STATED GOAL 1: In the text about dating born-digital records, which date does The National Archives use as its standard date for the official "date" entry in its catalogue?
STATED GOAL 2: Pick up the text about dating born-digital records after its last sentence and continue it.

TEXT EXTRACT:

..........

Paul Young is Digital Preservation Specialist/Researcher at the National Archives UK


What’s the problem?

Determining reliable dates for digital records can be a source of frustration, especially when confronted with a large volume of digital files with dates that are obviously incorrect, such as why your Microsoft Word Document 1997 version dates from 1st January 1970.

Dates are very important for The National Archives in particular as we look to transfer records from departments under the 20-year rule of the Public Record Act. When these dates are unknown or obviously incorrect, we cannot be sure if a department is in compliance with the Act.

The National Archives uses the ‘date last modified’ generated by the file system, and extracted via DROID, as the standard ‘go to’ date to populate the official ‘date’ entry in our catalogue. After seeing several collections and scenarios where the ‘date last modified’ did not provide an accurate date for the file we have been doing a bit of investigation of other methods for extracting accurate dates for born-digital records.

..........

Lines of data
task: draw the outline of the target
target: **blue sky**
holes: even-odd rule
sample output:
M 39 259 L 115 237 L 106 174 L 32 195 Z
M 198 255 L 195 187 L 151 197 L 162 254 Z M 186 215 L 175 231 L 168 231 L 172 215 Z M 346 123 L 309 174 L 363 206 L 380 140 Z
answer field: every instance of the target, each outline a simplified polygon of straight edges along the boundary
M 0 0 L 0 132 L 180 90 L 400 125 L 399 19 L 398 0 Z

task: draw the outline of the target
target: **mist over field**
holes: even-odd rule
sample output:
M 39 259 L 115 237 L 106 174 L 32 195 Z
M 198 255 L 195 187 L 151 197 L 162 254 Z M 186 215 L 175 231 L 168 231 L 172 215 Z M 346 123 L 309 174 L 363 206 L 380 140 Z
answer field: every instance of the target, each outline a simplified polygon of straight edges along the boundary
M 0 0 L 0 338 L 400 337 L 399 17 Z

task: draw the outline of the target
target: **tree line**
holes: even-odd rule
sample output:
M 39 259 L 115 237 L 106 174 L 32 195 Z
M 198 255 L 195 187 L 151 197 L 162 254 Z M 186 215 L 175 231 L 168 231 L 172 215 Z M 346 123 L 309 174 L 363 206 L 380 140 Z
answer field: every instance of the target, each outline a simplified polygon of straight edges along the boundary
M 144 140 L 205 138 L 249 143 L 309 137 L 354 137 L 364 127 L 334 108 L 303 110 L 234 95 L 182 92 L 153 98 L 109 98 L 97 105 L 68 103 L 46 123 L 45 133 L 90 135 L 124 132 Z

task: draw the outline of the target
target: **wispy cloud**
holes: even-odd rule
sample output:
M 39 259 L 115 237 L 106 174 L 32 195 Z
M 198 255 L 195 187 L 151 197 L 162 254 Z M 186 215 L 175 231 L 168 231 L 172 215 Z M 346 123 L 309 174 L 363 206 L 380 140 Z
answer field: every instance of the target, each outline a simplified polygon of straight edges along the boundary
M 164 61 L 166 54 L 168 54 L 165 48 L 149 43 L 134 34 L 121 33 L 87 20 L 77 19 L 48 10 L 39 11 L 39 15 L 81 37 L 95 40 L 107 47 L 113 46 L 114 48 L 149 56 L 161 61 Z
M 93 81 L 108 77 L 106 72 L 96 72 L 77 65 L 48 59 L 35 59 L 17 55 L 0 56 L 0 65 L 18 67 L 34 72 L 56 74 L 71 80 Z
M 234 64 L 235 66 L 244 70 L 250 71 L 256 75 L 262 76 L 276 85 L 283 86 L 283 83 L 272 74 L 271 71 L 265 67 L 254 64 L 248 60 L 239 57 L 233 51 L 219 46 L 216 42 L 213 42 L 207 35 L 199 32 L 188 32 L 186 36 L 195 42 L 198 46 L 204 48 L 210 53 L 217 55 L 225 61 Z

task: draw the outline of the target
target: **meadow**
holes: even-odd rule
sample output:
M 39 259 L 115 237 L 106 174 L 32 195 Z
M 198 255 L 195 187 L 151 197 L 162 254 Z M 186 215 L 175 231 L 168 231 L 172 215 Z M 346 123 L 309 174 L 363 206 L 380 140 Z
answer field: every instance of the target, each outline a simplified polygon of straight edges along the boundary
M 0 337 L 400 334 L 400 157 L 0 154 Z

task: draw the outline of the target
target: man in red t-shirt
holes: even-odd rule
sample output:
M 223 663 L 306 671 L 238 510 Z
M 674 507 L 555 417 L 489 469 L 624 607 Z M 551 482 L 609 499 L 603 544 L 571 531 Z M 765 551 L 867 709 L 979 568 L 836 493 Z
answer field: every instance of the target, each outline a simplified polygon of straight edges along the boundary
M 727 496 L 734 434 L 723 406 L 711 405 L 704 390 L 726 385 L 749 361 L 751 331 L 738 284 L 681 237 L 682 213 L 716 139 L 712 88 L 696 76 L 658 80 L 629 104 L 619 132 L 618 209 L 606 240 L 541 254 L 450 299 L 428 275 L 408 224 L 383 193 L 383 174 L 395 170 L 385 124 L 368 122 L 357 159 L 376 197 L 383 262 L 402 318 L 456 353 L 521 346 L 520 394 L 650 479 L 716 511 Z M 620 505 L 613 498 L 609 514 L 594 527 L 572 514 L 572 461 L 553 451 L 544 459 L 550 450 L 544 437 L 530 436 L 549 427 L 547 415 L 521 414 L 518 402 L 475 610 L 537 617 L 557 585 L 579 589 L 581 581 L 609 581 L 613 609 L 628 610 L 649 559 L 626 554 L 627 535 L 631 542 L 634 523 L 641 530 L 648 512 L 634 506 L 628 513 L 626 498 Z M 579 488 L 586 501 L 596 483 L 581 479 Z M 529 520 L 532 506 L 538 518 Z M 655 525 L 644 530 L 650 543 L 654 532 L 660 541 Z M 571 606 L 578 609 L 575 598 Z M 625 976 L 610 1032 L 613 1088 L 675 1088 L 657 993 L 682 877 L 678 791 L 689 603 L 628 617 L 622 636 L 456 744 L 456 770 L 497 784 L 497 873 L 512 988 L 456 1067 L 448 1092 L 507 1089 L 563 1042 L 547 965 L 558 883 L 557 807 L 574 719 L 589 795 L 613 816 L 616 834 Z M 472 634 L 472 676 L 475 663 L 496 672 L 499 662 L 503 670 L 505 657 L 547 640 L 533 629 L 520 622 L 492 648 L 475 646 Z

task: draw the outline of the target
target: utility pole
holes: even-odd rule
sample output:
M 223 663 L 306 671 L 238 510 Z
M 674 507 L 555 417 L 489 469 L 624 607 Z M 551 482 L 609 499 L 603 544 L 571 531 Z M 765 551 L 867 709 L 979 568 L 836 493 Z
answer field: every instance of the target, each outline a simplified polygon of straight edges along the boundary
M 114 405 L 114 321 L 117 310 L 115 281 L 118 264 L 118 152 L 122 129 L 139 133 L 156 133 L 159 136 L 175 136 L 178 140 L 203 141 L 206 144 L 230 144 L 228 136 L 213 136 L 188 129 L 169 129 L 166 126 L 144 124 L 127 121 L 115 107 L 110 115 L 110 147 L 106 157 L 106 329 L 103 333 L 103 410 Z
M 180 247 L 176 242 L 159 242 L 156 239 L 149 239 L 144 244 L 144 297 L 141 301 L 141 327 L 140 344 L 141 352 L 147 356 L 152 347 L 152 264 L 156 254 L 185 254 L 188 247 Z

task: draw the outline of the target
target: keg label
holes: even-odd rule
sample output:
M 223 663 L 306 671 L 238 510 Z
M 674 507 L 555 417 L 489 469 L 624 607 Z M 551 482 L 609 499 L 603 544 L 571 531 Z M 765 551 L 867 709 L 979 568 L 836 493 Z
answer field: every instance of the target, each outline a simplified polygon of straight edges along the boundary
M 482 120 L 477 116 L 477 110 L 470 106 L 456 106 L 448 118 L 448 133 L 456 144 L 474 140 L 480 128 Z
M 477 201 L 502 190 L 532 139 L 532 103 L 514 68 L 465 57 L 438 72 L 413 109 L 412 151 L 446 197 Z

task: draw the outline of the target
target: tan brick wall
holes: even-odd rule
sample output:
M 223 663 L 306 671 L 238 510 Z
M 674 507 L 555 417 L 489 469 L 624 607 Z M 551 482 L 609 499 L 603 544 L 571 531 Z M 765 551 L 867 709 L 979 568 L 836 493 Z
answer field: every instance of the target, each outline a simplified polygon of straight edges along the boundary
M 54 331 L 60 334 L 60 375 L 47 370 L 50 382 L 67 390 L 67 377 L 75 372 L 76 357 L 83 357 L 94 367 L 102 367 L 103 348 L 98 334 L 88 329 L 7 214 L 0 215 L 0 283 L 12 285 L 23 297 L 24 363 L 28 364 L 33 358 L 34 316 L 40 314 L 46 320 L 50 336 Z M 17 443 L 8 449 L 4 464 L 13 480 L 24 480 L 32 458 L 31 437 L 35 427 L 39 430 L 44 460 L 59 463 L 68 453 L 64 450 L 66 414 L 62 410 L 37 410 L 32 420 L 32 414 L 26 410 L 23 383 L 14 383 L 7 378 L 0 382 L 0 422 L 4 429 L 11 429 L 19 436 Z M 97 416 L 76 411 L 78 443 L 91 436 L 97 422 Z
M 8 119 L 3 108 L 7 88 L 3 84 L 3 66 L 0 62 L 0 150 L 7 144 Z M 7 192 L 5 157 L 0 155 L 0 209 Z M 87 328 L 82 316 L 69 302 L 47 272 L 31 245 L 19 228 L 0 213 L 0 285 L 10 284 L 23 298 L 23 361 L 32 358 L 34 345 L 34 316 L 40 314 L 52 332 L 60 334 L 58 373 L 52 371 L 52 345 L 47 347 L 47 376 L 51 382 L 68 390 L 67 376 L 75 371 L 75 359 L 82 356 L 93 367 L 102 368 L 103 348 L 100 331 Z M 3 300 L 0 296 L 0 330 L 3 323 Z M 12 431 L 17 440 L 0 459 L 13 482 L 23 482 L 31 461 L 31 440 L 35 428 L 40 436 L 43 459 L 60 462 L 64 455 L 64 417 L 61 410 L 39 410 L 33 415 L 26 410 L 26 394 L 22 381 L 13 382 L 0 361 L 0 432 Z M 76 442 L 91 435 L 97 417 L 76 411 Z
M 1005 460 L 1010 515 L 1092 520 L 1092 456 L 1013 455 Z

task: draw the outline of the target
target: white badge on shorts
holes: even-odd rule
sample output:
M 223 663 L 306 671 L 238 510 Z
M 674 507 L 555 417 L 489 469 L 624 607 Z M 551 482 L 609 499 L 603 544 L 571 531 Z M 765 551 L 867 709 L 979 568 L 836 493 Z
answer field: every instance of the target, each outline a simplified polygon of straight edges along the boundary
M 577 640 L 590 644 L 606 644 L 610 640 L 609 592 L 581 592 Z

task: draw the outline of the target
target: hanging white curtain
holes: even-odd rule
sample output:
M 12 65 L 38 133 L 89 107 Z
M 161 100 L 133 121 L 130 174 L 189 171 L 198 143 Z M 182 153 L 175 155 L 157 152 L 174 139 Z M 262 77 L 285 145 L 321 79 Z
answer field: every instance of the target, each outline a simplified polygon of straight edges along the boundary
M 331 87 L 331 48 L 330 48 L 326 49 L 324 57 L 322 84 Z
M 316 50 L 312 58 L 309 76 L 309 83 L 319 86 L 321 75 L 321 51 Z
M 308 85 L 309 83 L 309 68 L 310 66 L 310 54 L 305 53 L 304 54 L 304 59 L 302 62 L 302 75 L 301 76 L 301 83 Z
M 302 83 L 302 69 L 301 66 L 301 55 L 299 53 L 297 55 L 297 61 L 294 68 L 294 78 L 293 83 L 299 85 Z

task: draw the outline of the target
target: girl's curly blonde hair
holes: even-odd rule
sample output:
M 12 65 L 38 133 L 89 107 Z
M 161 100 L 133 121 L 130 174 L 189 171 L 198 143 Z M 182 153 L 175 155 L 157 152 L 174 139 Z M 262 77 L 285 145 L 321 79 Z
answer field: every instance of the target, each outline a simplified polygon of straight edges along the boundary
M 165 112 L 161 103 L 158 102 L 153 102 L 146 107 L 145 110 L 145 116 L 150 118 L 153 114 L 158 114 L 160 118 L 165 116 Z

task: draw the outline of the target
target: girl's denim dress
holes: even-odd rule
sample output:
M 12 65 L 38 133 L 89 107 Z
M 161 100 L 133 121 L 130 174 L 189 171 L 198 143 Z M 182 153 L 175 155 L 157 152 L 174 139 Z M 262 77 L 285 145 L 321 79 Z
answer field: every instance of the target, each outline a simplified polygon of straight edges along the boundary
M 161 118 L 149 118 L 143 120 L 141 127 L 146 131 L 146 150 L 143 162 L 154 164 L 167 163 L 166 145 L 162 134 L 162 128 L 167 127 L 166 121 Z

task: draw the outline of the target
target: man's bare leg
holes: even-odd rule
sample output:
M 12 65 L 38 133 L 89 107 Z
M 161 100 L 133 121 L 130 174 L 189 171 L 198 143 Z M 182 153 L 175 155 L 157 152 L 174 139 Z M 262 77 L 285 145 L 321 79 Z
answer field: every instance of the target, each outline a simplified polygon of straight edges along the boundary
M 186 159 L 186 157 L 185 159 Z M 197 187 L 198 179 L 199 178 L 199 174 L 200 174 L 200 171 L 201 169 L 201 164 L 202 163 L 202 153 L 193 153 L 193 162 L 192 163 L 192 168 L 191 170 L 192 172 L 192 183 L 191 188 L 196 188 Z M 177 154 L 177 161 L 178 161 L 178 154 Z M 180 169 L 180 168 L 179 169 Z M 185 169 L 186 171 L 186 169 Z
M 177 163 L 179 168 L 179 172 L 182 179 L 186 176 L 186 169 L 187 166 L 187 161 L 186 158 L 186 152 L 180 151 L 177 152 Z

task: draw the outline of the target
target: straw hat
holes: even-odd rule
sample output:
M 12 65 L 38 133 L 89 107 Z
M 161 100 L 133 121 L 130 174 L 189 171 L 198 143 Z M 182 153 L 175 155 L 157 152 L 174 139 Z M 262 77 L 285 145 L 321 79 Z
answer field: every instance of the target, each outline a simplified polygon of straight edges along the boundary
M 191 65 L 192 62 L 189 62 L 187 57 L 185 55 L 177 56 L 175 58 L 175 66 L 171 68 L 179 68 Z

..........

RIGHT ANSWER 1: The "date last modified" generated by the file system and extracted via DROID.

RIGHT ANSWER 2:
The ‘date last modified’ field was originally chosen because it was deemed the most reliable out of the file system dates. Creation dates can change when copying files (often to after the last modified date). Sarah Mason’s blog nicely illustrates examples of when creation and modified dates change and there is also a white paper by the SANS institute which looks into how different file systems handle dates. As shown in Sarah’s blog even the date last modified is not immune to change, especially when uploading or downloading to cloud storage. Blogs by Jenny Mitcham and Ed Pinsent respectively on Google Drive and SharePoint also highlight some of the issues that can happen to dates when using these platforms.

As Ed points out, the best defence against date issues is to preserve the original file system metadata. This can be achieved using tools such as Teracopy or Robocopy when moving around file systems and by using appropriate tools and methods for migrating to cloud platforms. However, often for legacy material this happens too late and date metadata has already been corrupted or lost.

What to do?

One solution we have been looking at is examining the date metadata that certain formats hold within themselves. Common formats such as doc, docx and pdf files all contain date metadata that can be more resilient than file system dates. If you click on the properties of a document and then go to ‘Details’ you can see some of the metadata held within the file, often with different dates to those displayed in Windows Explorer. One advantage of this metadata is that, unlike file system dates, these dates are held internally so any alteration would result in the checksum of the file changing.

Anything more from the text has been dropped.